▶ _Exercise data_:
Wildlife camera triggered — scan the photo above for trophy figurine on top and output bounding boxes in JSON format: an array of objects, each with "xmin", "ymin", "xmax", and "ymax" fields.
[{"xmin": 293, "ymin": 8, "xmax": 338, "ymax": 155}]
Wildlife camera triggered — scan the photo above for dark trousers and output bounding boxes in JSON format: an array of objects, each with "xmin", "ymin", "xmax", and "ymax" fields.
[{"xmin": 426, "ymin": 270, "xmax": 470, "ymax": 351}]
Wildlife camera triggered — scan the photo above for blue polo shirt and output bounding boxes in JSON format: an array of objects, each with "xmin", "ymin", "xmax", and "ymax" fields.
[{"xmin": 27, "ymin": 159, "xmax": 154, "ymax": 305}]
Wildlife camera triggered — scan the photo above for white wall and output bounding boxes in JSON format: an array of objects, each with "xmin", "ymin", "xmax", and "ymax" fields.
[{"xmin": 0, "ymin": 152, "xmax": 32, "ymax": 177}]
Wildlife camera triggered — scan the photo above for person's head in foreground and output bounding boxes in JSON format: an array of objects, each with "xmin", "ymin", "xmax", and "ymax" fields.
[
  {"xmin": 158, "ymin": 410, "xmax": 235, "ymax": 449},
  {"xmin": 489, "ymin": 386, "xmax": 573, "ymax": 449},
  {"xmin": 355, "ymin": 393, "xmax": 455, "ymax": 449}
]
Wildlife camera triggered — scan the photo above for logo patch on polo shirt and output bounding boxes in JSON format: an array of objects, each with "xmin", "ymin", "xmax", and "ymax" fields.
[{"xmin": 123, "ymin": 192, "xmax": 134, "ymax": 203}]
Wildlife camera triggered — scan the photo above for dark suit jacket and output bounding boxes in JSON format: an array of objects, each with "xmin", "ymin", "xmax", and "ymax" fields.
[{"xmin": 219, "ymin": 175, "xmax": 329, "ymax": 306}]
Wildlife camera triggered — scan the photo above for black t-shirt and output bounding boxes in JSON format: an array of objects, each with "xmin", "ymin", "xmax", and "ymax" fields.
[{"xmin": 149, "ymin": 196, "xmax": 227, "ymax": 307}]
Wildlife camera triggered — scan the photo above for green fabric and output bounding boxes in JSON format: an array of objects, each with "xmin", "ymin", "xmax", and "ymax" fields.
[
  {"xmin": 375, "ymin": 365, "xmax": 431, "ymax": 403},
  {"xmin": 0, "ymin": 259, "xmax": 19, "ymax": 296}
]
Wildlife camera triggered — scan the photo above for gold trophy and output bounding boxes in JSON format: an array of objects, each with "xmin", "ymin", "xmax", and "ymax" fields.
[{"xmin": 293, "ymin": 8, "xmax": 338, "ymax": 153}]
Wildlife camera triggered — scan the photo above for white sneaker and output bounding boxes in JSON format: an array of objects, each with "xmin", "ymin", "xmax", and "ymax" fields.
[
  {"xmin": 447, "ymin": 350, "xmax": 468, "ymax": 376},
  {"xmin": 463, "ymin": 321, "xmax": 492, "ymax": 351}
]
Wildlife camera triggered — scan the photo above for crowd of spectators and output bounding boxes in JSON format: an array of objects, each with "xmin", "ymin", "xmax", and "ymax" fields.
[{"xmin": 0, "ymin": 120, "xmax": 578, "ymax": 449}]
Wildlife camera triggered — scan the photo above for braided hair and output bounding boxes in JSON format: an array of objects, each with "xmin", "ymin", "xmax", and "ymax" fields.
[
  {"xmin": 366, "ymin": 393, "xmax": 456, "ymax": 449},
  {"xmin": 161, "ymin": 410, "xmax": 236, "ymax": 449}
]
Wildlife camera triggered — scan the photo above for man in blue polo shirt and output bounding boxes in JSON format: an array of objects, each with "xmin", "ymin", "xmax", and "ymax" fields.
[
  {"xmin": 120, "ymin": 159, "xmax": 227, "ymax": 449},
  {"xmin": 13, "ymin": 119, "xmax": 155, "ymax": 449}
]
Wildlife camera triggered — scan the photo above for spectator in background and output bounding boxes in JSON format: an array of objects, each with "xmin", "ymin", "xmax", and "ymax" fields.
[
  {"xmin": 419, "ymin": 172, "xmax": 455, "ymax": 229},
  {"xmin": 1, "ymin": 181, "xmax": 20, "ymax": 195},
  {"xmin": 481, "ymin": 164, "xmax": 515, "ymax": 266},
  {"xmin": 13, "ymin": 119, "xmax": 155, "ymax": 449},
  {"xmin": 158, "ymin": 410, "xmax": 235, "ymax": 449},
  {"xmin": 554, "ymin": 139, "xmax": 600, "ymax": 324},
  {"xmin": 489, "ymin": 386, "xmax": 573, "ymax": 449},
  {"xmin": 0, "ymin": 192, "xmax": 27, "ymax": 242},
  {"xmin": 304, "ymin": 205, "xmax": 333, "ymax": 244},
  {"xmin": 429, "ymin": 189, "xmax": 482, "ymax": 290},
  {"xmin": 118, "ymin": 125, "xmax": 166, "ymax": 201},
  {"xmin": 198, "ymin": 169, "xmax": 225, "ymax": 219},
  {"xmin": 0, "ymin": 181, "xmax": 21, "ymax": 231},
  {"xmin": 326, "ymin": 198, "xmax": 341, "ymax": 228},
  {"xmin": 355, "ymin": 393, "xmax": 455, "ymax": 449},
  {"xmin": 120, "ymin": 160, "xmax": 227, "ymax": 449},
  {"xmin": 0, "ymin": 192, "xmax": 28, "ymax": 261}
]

▶ _Task details_: Each line of the material is to be copied exactly.

▶ _Written answer_:
Wildlife camera triggered — scan the photo above for trophy figurine on top and output bounding boxes in JSON format: an array of objects, each with "xmin", "ymin", "xmax", and "ymax" fields.
[{"xmin": 293, "ymin": 8, "xmax": 338, "ymax": 155}]
Wildlife camera triggered — scan the photo above for dark trousers and output bounding boxes in JSON format: an array of objects, each with "xmin", "ymin", "xmax", and "ymax" fields.
[{"xmin": 426, "ymin": 270, "xmax": 470, "ymax": 351}]
Wildlife camera triggered — scan the photo above for blue polo shirt and output bounding boxes in JSON format: an array of objects, each with "xmin", "ymin", "xmax", and "ymax" fields.
[{"xmin": 27, "ymin": 159, "xmax": 154, "ymax": 305}]
Wildlife camera triggered — scan the photo above for white wall and output bounding boxes in JSON format: an array of objects, each with "xmin", "ymin", "xmax", and "ymax" fields.
[{"xmin": 0, "ymin": 152, "xmax": 32, "ymax": 177}]
Wildlife camera triggered — scan the photo above for person's head in foreground and output bounding boxes in JSON format: an array of objects, each with "xmin", "ymin", "xmax", and "ymax" fields.
[
  {"xmin": 158, "ymin": 410, "xmax": 235, "ymax": 449},
  {"xmin": 489, "ymin": 386, "xmax": 573, "ymax": 449},
  {"xmin": 355, "ymin": 393, "xmax": 455, "ymax": 449}
]
Wildlife camera triggered — scan the photo above for logo patch on polo shirt and output bounding boxes in JSON format: an array of objects, each with "xmin", "ymin", "xmax", and "ymax" fields.
[{"xmin": 123, "ymin": 192, "xmax": 134, "ymax": 203}]
Wildlife camera triggered — scan the photo above for dark suit jacket and output bounding boxes in JSON format: an array of objects, each with "xmin", "ymin", "xmax", and "ymax" fields.
[{"xmin": 219, "ymin": 175, "xmax": 329, "ymax": 306}]
Wildlife camera triggered — scan the photo above for black t-shirt and output bounding boxes in JSON format: an array of objects, each with "xmin", "ymin", "xmax", and "ymax" fields.
[{"xmin": 149, "ymin": 196, "xmax": 227, "ymax": 307}]
Wildlife camera triggered — scan the photo above for green fabric and output bounding boxes in JSON format: an array of objects, each with "xmin", "ymin", "xmax", and "ymax" fields.
[
  {"xmin": 375, "ymin": 365, "xmax": 431, "ymax": 403},
  {"xmin": 0, "ymin": 259, "xmax": 19, "ymax": 296}
]
Wildlife camera triggered — scan the photo above for gold trophy and output bounding boxes in JSON format: an array of objects, each with "xmin", "ymin", "xmax", and "ymax" fields.
[{"xmin": 293, "ymin": 8, "xmax": 338, "ymax": 153}]
Wildlife camera triggered — scan the photo above for white sneaker and output bounding boxes in JSON format: an array of objects, each with "xmin", "ymin", "xmax", and "ymax" fields.
[
  {"xmin": 447, "ymin": 350, "xmax": 468, "ymax": 376},
  {"xmin": 463, "ymin": 321, "xmax": 492, "ymax": 351}
]
Wildlife camera triggered — scan the photo above for crowd of spectators and output bounding boxes in JSON format: an array of objects, each with "xmin", "ymin", "xmax", and "ymax" fields.
[{"xmin": 0, "ymin": 120, "xmax": 578, "ymax": 449}]
Wildlife camera triggered — scan the photo above for braided hair and output bounding boxes in JSON format: an array of objects, each with "xmin", "ymin", "xmax", and "ymax" fields.
[
  {"xmin": 366, "ymin": 393, "xmax": 456, "ymax": 449},
  {"xmin": 161, "ymin": 410, "xmax": 236, "ymax": 449}
]
Wildlife camera triggered — scan the photo above for man in blue polo shirt and output bounding boxes in JSON format: an array of objects, each with "xmin", "ymin", "xmax", and "ymax" fields.
[
  {"xmin": 120, "ymin": 159, "xmax": 227, "ymax": 449},
  {"xmin": 13, "ymin": 119, "xmax": 155, "ymax": 449}
]
Wildlife camera triggered — scan the photo above for spectator in background and output bounding boxes in JSON format: an array of objects, each with "xmin", "ymin", "xmax", and "ymax" fields.
[
  {"xmin": 419, "ymin": 172, "xmax": 455, "ymax": 229},
  {"xmin": 1, "ymin": 181, "xmax": 20, "ymax": 195},
  {"xmin": 481, "ymin": 164, "xmax": 515, "ymax": 266},
  {"xmin": 13, "ymin": 119, "xmax": 155, "ymax": 449},
  {"xmin": 158, "ymin": 410, "xmax": 235, "ymax": 449},
  {"xmin": 554, "ymin": 139, "xmax": 600, "ymax": 324},
  {"xmin": 489, "ymin": 386, "xmax": 573, "ymax": 449},
  {"xmin": 0, "ymin": 192, "xmax": 27, "ymax": 242},
  {"xmin": 304, "ymin": 205, "xmax": 333, "ymax": 244},
  {"xmin": 429, "ymin": 189, "xmax": 482, "ymax": 290},
  {"xmin": 118, "ymin": 125, "xmax": 166, "ymax": 201},
  {"xmin": 198, "ymin": 169, "xmax": 225, "ymax": 219},
  {"xmin": 0, "ymin": 181, "xmax": 21, "ymax": 231},
  {"xmin": 326, "ymin": 198, "xmax": 341, "ymax": 228},
  {"xmin": 355, "ymin": 393, "xmax": 455, "ymax": 449},
  {"xmin": 120, "ymin": 160, "xmax": 227, "ymax": 449},
  {"xmin": 0, "ymin": 192, "xmax": 28, "ymax": 261}
]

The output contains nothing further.